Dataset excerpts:
------------
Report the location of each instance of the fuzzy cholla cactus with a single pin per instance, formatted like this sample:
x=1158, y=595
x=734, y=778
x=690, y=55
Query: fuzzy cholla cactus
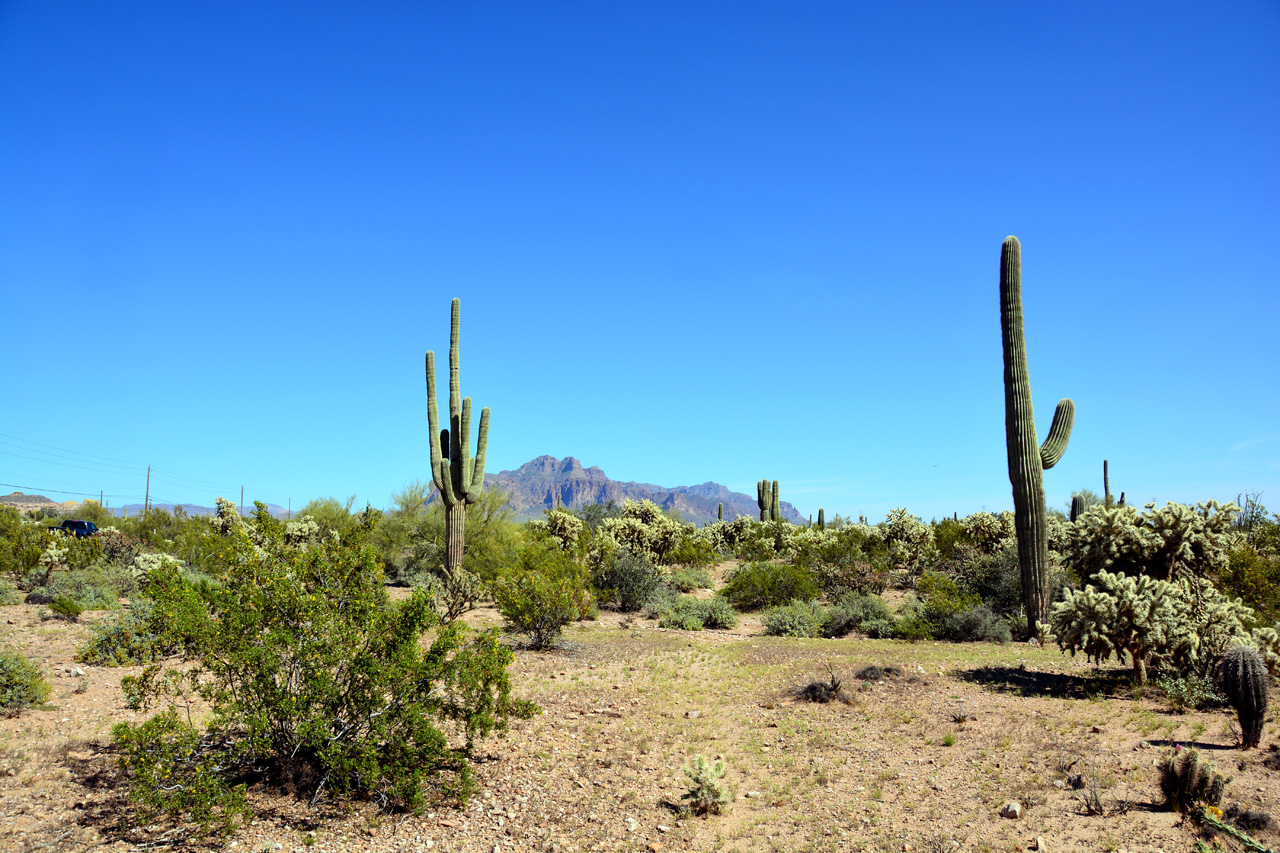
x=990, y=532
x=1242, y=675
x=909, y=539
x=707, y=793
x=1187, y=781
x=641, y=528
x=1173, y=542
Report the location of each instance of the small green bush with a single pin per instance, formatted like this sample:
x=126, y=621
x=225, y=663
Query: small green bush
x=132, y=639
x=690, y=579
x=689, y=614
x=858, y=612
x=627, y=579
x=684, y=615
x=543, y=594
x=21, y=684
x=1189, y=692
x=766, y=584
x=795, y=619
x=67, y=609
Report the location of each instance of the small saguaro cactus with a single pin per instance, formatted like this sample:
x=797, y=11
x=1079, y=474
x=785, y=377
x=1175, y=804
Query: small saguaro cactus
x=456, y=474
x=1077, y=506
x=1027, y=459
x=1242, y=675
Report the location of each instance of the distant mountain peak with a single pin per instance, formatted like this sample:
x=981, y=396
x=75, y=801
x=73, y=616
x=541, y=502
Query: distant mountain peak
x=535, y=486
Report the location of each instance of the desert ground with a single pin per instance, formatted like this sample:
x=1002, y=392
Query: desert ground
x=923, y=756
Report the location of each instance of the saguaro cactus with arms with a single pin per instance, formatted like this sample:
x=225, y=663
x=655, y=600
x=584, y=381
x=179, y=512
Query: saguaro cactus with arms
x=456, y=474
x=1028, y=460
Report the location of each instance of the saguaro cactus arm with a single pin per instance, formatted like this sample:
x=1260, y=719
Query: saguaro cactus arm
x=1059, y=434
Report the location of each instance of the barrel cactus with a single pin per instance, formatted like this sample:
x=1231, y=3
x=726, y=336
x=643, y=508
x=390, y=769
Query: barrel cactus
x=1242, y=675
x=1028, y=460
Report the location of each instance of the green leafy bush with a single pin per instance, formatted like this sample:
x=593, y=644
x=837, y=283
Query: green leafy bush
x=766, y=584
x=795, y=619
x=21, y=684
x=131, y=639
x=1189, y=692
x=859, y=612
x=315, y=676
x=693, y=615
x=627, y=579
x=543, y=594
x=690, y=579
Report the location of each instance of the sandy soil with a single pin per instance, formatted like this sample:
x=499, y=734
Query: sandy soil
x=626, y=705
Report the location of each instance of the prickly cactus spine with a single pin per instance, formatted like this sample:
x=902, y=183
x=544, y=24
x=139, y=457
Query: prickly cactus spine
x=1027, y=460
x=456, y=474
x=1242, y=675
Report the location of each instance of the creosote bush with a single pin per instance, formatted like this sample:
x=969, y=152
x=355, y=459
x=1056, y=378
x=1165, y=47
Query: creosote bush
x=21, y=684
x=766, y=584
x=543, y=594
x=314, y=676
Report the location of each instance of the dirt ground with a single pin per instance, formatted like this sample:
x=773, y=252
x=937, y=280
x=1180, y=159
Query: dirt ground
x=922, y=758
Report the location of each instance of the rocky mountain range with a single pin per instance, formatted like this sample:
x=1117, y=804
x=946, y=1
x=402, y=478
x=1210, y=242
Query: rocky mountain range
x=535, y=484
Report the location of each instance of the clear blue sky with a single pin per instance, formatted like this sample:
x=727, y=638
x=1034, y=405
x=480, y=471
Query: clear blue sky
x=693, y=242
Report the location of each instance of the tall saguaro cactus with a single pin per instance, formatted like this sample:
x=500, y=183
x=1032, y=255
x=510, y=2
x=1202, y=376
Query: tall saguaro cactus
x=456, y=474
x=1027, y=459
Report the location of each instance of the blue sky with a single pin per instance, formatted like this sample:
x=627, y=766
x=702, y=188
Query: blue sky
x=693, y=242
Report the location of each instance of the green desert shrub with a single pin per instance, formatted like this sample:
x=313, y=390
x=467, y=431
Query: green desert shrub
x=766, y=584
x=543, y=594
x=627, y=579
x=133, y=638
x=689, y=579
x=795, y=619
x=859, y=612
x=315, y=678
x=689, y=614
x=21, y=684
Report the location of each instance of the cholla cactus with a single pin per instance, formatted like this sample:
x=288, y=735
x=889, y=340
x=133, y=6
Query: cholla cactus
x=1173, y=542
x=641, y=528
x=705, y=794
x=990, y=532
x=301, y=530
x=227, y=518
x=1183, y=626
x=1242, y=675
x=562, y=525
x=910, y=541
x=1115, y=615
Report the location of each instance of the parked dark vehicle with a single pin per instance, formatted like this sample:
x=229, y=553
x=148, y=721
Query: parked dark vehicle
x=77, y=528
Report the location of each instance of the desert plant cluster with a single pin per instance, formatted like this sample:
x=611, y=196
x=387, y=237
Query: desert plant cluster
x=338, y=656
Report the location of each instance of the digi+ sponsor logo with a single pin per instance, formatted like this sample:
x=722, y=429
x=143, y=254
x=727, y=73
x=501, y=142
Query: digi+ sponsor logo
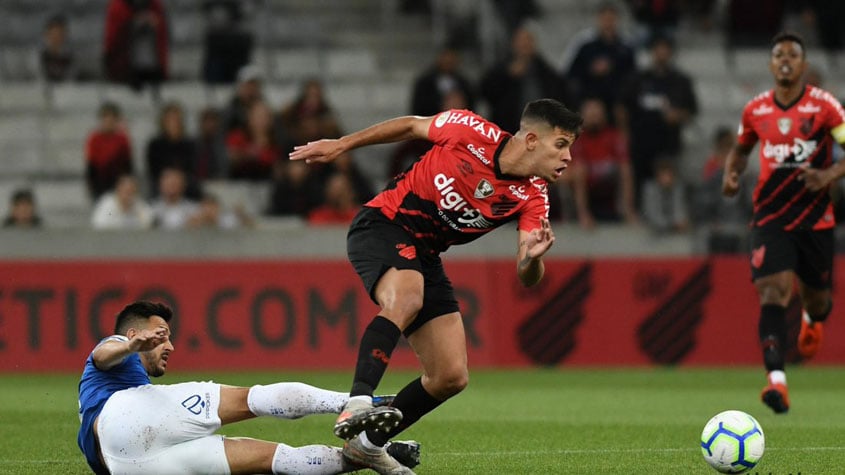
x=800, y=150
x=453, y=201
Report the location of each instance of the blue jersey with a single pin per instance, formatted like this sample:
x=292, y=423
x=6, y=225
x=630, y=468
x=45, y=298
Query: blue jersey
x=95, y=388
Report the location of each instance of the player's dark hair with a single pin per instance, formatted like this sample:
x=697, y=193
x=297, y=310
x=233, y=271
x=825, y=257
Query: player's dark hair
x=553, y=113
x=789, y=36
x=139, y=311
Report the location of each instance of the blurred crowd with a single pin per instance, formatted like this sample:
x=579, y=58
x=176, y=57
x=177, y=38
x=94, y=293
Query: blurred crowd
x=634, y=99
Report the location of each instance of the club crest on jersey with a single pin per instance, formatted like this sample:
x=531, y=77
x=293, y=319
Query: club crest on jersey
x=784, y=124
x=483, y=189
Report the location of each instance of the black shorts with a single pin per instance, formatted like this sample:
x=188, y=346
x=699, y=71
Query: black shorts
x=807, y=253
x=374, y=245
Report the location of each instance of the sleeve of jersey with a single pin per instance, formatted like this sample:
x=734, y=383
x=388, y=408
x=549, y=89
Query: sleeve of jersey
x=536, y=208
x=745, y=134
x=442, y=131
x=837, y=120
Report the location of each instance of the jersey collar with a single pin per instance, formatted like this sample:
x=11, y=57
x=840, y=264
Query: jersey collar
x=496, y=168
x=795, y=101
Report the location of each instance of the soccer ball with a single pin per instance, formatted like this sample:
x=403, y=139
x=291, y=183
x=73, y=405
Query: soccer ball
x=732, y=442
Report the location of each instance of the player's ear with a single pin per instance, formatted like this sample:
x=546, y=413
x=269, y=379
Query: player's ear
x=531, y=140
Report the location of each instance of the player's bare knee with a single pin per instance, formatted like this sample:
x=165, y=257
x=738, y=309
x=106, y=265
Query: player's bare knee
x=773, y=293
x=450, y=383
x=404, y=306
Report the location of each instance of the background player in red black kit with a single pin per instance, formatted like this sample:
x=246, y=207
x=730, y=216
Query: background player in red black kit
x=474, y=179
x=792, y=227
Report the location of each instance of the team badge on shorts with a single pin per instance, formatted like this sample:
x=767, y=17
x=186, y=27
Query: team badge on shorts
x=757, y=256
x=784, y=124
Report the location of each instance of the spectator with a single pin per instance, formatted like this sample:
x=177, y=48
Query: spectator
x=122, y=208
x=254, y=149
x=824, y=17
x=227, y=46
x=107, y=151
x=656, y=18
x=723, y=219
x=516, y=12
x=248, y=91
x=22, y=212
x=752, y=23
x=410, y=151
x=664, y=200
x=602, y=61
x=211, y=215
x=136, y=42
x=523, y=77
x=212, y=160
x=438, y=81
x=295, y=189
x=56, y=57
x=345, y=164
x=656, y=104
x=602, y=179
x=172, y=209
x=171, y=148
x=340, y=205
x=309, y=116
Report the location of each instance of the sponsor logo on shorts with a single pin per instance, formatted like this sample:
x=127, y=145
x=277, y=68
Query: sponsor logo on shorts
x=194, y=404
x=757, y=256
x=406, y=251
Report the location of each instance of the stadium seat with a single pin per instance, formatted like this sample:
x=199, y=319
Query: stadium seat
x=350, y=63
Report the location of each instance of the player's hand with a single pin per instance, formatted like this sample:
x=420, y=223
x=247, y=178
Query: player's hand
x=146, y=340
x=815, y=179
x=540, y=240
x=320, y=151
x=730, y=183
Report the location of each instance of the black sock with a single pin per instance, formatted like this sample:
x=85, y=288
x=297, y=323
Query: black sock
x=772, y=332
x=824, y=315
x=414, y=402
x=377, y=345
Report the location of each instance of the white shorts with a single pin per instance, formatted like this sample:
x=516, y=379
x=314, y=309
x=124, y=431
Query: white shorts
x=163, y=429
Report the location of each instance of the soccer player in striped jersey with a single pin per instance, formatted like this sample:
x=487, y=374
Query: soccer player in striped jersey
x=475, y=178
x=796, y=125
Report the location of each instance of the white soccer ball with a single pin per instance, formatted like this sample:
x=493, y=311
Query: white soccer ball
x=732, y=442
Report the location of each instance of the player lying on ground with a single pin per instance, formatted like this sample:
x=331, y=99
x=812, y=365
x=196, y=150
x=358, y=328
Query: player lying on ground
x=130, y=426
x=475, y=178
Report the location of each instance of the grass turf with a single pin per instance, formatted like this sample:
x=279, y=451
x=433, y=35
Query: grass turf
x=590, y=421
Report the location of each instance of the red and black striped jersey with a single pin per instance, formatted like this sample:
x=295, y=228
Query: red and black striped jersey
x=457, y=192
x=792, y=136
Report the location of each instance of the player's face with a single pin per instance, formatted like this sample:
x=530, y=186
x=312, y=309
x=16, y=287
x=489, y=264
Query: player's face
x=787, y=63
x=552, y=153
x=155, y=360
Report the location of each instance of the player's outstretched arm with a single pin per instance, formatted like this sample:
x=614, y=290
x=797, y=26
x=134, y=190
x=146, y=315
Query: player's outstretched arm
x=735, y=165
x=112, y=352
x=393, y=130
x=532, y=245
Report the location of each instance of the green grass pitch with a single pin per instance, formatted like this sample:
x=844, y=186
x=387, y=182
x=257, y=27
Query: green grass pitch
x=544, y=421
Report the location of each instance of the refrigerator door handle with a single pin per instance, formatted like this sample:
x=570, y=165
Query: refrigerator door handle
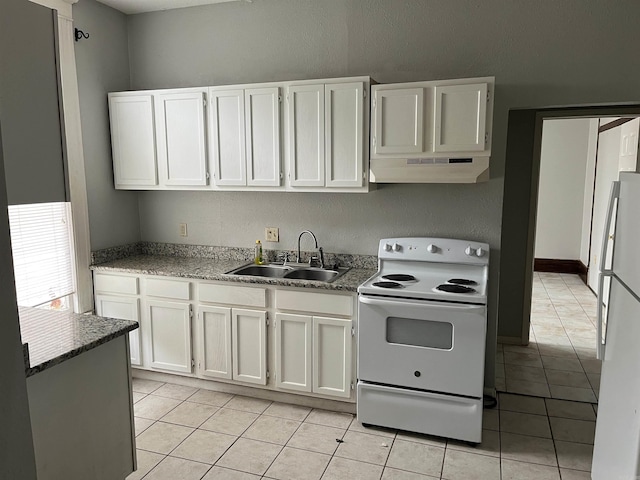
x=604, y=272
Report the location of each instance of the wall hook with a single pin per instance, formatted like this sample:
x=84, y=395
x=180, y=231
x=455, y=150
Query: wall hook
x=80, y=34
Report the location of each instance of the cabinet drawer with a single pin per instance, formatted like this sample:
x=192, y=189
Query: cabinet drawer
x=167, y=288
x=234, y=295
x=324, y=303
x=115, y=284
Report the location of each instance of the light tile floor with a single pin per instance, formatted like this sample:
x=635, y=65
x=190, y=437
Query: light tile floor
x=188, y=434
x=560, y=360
------------
# What is needed
Which lines above run from the one containing "Query: player's face" to the one containing "x=146, y=315"? Give them again exactly, both ends included.

# Solution
Query: player's face
x=787, y=63
x=552, y=153
x=155, y=360
Report the location of each instance of the player's outstretched arm with a single pin per instance, formatted like this sample:
x=614, y=290
x=797, y=26
x=134, y=190
x=146, y=315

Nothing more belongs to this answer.